_Task details_
Which lines have the string "rough"? Copy all of them from the entries below.
Start of Dataset content
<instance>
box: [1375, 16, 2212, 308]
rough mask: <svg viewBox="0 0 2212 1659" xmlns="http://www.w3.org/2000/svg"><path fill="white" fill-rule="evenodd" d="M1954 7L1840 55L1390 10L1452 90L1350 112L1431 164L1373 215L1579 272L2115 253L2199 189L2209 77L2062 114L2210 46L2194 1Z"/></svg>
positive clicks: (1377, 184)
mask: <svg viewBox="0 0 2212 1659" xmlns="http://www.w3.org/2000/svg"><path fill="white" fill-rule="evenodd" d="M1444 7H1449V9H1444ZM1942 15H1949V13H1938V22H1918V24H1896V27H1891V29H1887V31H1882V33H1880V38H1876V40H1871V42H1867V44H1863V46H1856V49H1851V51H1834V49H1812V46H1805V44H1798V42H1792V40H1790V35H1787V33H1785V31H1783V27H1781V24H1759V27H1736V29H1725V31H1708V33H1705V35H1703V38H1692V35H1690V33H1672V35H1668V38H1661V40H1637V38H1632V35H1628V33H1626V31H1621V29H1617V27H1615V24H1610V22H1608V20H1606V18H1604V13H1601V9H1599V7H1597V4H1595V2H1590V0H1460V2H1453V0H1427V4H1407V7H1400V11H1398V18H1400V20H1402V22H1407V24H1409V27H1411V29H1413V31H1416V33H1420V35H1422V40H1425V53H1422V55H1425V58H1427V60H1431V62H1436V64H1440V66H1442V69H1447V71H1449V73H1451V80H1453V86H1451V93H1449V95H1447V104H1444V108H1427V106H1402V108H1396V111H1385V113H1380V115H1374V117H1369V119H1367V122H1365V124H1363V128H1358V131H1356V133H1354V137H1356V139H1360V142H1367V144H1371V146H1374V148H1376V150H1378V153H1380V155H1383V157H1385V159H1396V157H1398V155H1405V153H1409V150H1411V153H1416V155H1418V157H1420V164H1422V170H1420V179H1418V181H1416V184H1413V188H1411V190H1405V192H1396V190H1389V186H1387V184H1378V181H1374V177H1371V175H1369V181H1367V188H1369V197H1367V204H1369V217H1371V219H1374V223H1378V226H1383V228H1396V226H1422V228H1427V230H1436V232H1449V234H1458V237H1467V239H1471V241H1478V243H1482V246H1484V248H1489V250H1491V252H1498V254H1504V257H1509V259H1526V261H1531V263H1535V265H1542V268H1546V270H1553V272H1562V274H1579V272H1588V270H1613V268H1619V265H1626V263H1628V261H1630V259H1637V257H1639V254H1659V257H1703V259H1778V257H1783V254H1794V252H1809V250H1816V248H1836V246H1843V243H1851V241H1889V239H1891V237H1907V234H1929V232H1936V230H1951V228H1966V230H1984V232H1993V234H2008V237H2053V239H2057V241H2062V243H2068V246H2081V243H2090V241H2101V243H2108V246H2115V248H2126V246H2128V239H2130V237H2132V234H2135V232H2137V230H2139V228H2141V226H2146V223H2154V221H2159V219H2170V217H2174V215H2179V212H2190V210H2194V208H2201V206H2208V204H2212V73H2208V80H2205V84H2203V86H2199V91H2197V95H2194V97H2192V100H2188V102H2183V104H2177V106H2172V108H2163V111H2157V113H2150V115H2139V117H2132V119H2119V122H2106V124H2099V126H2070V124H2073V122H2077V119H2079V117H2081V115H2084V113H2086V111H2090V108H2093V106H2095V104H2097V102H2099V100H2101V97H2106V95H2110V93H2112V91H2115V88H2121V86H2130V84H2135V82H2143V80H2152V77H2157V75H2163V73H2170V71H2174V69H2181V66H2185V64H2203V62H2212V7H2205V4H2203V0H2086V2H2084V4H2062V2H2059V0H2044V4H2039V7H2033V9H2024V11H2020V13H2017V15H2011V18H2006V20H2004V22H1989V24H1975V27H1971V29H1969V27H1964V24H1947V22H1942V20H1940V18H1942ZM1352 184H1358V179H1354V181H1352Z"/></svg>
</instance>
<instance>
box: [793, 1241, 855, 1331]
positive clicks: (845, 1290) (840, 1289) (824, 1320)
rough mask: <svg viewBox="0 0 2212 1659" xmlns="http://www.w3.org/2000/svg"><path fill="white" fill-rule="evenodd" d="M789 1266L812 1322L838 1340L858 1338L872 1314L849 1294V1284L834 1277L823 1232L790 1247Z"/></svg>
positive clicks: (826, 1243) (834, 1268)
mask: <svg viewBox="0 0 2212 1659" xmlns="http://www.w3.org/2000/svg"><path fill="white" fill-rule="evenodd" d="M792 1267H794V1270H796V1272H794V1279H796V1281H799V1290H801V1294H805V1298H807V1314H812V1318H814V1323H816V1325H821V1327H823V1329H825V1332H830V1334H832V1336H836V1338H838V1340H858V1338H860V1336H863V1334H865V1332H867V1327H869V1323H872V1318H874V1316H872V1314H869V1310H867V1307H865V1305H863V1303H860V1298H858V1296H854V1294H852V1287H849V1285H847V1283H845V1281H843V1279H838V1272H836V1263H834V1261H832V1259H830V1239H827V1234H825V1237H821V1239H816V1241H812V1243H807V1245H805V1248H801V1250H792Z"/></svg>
End of Dataset content
_Result of the exercise_
rough mask: <svg viewBox="0 0 2212 1659" xmlns="http://www.w3.org/2000/svg"><path fill="white" fill-rule="evenodd" d="M1954 7L1840 55L1390 10L1452 90L1350 112L1431 164L1373 215L1579 272L2115 253L2199 189L2209 77L2062 114L2210 46L2194 1Z"/></svg>
rough mask: <svg viewBox="0 0 2212 1659" xmlns="http://www.w3.org/2000/svg"><path fill="white" fill-rule="evenodd" d="M789 1266L812 1322L838 1340L858 1338L872 1314L849 1294V1284L834 1277L823 1232L790 1247Z"/></svg>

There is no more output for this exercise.